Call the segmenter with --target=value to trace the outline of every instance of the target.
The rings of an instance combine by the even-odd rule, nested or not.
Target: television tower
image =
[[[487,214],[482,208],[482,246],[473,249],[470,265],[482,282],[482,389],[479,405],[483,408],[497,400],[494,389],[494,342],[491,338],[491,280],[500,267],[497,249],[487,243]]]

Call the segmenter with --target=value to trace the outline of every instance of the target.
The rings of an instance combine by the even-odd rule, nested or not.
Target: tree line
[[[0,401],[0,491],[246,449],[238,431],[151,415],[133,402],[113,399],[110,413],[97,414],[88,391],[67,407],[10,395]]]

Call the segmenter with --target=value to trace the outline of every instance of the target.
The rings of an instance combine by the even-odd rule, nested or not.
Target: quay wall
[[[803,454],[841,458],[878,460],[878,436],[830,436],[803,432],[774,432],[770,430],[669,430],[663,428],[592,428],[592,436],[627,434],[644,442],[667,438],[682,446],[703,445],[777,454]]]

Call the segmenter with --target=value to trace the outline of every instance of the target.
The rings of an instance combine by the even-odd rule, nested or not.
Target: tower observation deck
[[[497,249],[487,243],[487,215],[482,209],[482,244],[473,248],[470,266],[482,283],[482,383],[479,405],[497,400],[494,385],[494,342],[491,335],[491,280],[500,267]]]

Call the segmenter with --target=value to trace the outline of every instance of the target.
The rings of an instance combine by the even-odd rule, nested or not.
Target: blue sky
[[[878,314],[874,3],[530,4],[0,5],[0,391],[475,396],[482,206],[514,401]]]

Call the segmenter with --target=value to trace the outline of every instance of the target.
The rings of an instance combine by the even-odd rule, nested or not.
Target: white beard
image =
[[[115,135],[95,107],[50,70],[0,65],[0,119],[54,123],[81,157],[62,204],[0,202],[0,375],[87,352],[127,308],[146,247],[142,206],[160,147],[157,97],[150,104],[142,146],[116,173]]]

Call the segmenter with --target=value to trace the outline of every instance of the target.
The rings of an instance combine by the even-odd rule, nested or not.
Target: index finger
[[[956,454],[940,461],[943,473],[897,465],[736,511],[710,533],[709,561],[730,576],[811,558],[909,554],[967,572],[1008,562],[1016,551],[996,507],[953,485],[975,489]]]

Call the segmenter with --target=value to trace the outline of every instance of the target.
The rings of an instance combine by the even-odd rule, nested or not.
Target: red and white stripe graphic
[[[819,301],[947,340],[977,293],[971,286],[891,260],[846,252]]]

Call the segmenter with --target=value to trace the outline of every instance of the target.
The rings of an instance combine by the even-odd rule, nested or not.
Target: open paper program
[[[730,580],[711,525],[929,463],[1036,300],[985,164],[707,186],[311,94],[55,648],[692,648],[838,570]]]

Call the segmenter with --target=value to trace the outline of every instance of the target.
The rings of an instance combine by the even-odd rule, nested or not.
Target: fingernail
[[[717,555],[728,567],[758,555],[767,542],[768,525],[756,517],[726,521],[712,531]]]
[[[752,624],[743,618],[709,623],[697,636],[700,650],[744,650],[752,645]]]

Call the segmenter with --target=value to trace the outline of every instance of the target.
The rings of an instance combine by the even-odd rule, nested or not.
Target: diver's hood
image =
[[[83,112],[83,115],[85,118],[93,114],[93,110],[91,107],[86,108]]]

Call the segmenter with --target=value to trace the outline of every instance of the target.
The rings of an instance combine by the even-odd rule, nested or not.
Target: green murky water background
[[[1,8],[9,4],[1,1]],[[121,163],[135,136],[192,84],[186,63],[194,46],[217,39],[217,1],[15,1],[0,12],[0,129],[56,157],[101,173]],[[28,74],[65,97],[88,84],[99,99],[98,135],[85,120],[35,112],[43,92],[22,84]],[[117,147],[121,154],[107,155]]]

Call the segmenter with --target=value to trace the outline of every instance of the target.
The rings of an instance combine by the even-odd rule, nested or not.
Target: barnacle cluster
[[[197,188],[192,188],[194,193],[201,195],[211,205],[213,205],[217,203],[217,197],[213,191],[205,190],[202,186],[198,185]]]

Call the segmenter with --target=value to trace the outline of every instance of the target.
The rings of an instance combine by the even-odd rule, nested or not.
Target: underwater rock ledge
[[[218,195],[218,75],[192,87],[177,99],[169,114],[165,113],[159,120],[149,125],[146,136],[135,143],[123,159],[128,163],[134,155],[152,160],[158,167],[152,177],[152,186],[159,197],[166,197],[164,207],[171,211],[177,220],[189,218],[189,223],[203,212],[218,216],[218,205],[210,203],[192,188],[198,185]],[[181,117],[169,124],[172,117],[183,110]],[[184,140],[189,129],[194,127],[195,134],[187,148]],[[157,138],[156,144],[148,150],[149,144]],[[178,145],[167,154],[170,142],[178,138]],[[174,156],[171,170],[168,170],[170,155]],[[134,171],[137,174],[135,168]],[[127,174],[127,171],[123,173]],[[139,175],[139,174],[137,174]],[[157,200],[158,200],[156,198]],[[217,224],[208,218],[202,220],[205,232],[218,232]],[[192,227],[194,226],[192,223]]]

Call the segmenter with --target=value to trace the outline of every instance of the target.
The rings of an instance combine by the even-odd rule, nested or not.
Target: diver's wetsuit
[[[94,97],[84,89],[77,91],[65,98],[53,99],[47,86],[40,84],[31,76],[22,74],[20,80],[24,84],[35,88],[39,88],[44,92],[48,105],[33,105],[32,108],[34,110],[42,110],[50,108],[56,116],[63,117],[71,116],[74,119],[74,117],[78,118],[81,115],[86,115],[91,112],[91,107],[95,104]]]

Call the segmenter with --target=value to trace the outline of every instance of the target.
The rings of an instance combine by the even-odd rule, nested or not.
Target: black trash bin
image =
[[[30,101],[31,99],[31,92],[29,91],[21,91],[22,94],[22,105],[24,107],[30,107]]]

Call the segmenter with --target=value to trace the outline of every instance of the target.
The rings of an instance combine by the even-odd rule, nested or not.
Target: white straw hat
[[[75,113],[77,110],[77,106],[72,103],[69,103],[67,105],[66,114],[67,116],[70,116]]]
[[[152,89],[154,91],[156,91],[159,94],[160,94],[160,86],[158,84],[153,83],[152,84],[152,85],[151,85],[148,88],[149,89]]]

# # #

List every line of the listing that contains the word "diver".

Target: diver's hood
Target: diver's wetsuit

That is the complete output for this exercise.